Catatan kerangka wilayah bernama
◆ ◆ ◆ ◆ ◆ ◆ ◆

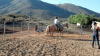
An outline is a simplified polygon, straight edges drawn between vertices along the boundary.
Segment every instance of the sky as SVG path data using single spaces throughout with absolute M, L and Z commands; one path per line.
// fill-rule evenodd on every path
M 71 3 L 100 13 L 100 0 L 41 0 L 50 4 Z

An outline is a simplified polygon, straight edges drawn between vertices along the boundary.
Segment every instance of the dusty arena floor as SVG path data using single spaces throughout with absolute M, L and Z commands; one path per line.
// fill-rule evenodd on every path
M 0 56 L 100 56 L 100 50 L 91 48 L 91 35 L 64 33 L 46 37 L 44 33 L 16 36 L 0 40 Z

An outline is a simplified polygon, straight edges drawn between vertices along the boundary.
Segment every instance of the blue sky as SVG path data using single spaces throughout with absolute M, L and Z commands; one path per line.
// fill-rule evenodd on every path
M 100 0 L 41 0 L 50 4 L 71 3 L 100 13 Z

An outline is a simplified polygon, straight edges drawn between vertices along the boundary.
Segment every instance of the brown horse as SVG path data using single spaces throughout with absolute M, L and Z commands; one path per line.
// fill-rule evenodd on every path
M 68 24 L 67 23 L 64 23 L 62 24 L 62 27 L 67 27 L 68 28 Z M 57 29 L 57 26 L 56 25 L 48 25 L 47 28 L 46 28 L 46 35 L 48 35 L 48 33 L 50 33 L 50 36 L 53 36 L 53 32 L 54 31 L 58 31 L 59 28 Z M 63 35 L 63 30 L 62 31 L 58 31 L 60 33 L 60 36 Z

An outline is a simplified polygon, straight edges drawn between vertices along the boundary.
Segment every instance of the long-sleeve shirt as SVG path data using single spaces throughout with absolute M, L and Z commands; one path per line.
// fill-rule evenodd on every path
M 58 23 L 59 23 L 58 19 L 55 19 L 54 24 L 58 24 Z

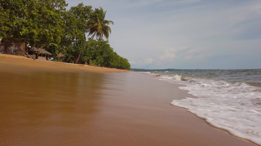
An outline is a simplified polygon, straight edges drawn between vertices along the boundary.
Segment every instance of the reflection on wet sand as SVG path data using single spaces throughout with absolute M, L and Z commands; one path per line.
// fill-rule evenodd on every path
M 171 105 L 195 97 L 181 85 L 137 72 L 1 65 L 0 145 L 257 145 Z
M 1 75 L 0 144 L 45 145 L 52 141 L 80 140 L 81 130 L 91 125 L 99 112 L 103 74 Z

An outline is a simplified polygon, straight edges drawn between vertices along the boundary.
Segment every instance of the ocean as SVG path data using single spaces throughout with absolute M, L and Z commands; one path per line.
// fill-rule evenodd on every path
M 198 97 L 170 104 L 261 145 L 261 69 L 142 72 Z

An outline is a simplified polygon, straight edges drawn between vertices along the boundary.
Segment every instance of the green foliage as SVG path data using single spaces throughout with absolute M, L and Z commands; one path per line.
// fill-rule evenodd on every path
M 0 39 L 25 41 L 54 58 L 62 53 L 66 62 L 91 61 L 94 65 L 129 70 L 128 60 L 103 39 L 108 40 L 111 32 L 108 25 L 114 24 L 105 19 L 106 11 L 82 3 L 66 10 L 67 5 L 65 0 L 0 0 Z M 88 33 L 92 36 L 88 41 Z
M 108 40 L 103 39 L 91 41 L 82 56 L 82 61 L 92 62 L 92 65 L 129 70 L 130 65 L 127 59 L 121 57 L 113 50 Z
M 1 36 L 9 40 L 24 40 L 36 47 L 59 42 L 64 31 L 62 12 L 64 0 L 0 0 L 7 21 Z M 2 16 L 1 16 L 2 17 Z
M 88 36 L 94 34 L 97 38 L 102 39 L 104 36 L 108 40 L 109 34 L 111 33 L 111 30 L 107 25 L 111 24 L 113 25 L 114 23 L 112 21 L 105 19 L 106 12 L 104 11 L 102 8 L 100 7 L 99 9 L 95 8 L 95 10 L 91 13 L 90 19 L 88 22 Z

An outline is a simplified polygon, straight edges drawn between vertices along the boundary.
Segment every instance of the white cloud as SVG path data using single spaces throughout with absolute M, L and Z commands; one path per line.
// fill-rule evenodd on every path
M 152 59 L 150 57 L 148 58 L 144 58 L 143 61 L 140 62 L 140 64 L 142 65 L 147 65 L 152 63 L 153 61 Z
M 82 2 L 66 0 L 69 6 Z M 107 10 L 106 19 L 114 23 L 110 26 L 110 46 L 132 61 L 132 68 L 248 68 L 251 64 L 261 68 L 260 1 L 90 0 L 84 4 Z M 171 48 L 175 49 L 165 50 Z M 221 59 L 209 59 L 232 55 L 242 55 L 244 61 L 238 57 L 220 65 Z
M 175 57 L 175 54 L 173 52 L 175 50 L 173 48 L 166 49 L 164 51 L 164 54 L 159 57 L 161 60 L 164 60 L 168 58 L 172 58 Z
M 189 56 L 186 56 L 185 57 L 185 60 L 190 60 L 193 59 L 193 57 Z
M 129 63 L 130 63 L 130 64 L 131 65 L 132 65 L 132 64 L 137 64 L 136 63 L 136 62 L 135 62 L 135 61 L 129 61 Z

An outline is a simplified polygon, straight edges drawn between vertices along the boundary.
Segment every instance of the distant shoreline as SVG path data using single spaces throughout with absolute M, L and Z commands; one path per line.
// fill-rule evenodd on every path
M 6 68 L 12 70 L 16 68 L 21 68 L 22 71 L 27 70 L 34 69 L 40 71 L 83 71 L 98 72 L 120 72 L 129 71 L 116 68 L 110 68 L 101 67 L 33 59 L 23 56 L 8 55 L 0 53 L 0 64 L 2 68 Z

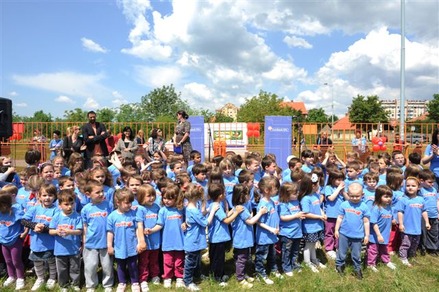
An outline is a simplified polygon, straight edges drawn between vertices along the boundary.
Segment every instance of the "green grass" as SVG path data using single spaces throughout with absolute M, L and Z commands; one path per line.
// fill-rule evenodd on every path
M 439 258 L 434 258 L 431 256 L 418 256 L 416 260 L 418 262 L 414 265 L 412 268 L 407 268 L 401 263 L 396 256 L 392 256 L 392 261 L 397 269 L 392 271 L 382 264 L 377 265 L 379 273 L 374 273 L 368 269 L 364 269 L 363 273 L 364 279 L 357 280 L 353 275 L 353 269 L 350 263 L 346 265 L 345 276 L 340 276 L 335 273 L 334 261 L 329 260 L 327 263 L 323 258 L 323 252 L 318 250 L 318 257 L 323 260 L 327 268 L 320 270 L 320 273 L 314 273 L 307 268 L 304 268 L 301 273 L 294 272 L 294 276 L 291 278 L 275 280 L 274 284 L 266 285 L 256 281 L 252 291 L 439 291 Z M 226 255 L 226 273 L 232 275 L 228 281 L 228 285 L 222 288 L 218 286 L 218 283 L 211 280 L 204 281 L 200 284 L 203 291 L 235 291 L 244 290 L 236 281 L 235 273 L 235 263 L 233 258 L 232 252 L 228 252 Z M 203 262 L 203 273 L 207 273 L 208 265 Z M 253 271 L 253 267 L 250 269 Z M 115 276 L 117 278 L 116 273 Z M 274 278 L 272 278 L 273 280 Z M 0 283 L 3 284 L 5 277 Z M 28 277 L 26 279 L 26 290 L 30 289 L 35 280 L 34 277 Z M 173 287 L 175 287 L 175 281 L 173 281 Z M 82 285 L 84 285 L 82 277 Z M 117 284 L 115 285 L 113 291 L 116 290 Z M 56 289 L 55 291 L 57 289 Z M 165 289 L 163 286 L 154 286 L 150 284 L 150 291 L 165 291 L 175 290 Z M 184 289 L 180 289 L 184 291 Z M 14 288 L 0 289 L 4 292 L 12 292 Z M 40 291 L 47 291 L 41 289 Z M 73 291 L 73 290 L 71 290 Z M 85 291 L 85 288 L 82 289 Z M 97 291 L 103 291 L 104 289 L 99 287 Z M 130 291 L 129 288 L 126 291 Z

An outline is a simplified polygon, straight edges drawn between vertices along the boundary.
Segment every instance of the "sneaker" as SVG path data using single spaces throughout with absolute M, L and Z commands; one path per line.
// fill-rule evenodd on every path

◆ ◆ ◆ ◆ ◆ ◆ ◆

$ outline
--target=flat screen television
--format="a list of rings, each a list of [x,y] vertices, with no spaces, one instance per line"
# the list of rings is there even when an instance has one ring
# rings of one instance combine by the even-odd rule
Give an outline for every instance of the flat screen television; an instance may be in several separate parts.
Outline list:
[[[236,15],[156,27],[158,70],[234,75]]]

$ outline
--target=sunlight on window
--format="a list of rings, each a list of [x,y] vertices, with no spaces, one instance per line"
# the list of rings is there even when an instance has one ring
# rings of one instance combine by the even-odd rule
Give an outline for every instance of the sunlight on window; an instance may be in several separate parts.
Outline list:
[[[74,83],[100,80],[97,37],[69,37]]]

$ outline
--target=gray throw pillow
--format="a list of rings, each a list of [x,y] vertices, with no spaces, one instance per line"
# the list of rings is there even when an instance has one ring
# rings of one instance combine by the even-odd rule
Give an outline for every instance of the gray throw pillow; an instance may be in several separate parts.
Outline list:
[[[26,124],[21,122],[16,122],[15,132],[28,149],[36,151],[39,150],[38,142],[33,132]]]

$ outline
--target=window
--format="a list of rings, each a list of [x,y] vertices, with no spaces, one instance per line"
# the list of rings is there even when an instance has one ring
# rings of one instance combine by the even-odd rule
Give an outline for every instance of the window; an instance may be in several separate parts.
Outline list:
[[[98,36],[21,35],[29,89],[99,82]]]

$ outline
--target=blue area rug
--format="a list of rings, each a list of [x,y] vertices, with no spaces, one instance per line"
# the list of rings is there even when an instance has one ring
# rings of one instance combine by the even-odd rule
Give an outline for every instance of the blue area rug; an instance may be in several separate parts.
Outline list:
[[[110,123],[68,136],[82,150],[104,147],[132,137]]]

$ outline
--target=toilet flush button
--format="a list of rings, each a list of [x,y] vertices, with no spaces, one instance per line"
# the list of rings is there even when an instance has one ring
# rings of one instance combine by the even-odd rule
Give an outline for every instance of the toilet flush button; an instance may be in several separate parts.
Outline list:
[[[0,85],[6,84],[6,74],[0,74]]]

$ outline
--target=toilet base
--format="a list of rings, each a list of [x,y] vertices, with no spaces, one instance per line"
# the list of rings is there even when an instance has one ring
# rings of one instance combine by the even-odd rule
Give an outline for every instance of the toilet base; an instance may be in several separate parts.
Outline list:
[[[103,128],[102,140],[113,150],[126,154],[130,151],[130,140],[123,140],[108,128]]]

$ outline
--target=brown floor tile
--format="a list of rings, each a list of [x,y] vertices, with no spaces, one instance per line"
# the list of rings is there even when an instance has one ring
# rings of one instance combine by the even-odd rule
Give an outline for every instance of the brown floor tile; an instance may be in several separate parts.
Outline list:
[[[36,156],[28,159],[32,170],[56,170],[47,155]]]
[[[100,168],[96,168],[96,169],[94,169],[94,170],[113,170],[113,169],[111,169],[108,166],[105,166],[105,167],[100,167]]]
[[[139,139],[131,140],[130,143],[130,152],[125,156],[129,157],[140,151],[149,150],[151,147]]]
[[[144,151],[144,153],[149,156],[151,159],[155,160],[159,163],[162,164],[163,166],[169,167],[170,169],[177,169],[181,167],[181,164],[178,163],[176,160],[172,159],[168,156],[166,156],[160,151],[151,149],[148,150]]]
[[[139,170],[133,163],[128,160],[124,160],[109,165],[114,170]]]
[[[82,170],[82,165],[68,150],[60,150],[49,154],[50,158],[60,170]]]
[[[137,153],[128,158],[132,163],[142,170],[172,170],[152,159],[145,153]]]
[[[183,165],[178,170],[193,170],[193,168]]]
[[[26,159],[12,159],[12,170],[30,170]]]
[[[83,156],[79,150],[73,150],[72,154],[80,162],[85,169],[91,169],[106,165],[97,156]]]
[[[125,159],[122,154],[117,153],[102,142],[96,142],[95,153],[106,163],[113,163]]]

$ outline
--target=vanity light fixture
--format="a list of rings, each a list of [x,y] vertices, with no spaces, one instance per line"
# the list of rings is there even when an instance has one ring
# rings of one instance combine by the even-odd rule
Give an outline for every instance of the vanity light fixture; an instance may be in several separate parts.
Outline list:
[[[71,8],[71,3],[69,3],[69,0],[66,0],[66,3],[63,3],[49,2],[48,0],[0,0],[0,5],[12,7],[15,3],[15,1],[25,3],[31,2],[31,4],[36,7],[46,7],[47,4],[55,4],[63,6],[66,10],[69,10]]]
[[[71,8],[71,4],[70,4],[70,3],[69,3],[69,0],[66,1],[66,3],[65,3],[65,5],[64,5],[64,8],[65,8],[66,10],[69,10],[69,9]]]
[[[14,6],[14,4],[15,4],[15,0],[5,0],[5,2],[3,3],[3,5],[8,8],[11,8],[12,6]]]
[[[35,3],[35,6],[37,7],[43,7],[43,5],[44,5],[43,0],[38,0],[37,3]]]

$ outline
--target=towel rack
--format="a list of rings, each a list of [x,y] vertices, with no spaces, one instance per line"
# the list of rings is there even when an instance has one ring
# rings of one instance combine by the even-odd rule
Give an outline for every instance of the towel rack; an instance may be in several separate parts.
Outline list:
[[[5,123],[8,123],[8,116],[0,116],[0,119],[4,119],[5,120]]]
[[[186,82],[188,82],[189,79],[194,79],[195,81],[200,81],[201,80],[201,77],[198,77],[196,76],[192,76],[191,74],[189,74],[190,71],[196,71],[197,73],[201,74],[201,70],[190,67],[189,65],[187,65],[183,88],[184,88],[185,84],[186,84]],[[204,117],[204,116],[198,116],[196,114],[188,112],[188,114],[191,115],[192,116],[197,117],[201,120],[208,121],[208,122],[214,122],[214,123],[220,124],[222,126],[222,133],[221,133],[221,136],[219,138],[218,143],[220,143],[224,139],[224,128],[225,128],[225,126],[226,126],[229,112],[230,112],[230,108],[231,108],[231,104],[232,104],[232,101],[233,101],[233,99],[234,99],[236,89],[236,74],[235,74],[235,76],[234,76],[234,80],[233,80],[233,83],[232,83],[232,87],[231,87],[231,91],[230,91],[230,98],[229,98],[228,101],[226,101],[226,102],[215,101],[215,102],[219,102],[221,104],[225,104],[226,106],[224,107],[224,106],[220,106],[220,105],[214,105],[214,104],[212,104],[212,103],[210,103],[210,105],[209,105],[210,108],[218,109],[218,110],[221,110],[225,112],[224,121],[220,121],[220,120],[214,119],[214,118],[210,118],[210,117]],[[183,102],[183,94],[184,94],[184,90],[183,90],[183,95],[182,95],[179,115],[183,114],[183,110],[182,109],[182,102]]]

◆ ◆ ◆ ◆ ◆ ◆ ◆

- Petunjuk tugas -
Temukan setiap baris catatan di atas yang memuat kata "flat", lalu salin baris-baris itu. Huruf besar dan kecil dibedakan.

- Keluaran yang diharapkan -
--target=flat screen television
Give an outline for every instance of the flat screen television; an instance may be in several separate parts.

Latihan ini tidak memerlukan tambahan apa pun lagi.